## Prompt
Show every line of the records that contains the word "image", matching case exactly.

## Data lines

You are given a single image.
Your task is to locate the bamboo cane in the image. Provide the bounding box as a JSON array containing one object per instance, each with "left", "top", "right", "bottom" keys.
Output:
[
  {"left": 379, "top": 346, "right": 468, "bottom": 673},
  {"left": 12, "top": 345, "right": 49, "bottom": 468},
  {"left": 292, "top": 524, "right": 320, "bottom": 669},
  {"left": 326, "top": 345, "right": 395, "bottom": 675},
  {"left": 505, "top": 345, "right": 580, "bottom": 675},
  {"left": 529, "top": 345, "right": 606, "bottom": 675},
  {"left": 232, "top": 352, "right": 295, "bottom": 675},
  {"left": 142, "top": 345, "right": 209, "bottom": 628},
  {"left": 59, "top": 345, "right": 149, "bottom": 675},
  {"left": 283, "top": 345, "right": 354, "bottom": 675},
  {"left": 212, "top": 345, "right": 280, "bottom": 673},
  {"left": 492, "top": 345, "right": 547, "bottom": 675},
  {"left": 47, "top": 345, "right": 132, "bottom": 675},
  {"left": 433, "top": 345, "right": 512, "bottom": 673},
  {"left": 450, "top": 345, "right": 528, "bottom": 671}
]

## Output of the task
You are given a single image.
Your task is to locate the bamboo cane in the image. Provide the bounding box as a JSON array containing one object per instance, each with "left", "top", "right", "bottom" keys.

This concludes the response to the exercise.